● Provided data

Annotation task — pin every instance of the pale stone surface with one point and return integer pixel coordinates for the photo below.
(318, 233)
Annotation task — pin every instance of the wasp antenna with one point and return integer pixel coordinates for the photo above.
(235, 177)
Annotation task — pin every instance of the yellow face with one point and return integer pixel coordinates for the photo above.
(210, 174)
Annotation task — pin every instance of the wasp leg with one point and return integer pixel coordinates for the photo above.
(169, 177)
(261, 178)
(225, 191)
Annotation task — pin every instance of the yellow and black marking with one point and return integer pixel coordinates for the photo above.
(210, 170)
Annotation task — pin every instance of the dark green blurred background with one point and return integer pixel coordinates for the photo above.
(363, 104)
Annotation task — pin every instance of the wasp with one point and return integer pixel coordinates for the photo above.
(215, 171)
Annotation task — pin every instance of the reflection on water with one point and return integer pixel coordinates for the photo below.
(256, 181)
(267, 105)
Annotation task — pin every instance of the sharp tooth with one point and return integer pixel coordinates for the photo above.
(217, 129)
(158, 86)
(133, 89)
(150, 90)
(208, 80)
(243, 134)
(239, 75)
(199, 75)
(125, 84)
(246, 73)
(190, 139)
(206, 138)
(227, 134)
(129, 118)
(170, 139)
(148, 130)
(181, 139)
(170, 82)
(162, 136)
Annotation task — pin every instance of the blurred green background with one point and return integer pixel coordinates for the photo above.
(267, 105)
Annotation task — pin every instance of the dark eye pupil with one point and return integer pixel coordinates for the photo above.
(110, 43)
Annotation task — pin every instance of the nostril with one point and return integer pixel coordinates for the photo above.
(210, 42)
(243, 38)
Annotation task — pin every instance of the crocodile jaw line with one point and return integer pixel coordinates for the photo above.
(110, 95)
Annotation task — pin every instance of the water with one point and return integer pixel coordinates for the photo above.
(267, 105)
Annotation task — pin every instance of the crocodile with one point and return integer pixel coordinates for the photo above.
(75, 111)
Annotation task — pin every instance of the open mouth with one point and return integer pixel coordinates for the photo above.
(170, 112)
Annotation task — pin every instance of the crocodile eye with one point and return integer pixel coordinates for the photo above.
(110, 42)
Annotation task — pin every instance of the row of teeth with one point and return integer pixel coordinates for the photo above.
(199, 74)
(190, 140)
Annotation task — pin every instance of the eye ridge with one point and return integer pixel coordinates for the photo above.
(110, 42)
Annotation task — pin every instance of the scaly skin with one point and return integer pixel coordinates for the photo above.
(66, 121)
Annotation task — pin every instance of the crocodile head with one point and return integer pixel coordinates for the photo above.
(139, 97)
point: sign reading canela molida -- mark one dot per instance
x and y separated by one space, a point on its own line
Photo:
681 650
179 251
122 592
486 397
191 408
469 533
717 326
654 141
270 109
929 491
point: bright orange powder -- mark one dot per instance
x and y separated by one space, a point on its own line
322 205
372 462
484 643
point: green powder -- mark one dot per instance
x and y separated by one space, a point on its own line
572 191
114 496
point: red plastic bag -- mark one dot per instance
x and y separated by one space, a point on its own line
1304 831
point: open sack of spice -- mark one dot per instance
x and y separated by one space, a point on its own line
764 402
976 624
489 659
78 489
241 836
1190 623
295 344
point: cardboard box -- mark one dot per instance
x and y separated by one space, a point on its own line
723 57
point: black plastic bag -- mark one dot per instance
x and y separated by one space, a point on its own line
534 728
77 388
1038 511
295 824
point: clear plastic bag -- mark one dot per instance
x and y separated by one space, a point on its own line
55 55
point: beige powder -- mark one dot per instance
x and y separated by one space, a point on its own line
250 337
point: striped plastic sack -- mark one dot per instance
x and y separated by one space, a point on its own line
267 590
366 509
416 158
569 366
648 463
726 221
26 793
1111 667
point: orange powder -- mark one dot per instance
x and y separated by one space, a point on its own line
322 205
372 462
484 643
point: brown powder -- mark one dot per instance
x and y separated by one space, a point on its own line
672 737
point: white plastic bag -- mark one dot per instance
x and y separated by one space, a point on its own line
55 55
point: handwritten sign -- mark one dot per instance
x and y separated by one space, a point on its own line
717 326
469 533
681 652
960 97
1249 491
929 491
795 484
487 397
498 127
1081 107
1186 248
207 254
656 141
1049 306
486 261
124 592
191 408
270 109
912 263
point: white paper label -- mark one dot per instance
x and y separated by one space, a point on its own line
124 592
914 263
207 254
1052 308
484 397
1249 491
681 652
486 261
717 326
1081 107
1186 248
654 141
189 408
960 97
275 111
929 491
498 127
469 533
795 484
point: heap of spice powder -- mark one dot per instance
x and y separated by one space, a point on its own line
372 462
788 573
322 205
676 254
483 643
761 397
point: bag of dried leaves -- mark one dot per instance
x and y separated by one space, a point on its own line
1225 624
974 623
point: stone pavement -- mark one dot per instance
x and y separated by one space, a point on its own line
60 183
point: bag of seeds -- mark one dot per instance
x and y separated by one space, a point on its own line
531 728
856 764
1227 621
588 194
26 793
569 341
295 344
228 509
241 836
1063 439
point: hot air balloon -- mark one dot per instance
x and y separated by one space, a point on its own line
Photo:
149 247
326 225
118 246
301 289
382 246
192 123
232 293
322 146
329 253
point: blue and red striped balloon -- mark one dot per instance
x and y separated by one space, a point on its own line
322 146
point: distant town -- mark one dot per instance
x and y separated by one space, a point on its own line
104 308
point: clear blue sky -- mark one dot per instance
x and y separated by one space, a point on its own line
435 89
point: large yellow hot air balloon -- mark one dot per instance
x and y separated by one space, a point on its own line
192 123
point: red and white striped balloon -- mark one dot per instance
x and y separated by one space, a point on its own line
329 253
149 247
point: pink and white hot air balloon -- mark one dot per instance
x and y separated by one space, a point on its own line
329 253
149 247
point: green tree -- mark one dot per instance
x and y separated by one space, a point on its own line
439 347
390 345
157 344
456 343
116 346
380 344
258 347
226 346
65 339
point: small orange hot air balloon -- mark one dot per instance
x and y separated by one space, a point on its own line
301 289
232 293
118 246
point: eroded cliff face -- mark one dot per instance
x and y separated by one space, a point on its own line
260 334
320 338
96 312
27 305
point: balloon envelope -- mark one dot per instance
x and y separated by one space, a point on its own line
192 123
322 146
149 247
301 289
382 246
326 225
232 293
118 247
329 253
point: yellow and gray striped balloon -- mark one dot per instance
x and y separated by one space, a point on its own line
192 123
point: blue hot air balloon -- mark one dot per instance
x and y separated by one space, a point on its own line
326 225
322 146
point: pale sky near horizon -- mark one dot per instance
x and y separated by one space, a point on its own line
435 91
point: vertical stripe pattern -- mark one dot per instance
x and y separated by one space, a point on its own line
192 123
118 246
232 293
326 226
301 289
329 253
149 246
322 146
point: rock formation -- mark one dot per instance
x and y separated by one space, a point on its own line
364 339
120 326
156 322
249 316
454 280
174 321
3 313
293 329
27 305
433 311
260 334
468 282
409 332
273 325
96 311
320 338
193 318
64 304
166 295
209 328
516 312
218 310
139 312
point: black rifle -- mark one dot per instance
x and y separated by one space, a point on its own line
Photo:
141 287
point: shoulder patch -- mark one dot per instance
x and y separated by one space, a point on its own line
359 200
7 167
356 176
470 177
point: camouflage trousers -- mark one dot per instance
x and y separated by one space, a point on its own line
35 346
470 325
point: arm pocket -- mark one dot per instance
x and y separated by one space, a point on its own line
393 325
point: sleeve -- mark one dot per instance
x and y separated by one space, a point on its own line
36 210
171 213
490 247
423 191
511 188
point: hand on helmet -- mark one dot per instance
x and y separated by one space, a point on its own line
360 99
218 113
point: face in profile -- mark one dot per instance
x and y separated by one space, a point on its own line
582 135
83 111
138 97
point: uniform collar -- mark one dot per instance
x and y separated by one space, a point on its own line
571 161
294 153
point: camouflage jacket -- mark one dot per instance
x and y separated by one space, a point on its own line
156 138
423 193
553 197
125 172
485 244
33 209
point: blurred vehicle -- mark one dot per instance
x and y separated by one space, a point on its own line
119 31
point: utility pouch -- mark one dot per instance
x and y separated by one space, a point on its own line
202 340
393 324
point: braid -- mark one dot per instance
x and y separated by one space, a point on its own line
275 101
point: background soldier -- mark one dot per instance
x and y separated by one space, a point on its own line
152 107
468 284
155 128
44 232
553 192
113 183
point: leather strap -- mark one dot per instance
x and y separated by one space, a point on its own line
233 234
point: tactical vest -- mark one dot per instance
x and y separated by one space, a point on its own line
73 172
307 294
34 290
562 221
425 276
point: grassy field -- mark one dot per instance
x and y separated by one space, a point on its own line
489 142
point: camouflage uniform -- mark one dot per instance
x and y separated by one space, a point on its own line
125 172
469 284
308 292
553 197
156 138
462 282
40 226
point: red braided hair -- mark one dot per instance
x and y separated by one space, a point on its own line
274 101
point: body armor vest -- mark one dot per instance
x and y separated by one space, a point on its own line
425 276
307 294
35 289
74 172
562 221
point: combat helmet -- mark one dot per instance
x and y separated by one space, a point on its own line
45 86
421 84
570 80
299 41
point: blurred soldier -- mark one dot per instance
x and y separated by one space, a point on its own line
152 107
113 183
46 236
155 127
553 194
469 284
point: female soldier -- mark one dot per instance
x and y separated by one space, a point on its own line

● Problem details
Check every line of the data above for the string "blue", and copy those that have it.

● Solved exercise
point: blue and red striped balloon -- mark one dot per instance
point: clear blue sky -- mark one dot per instance
point: blue hot air balloon -- mark one dot per instance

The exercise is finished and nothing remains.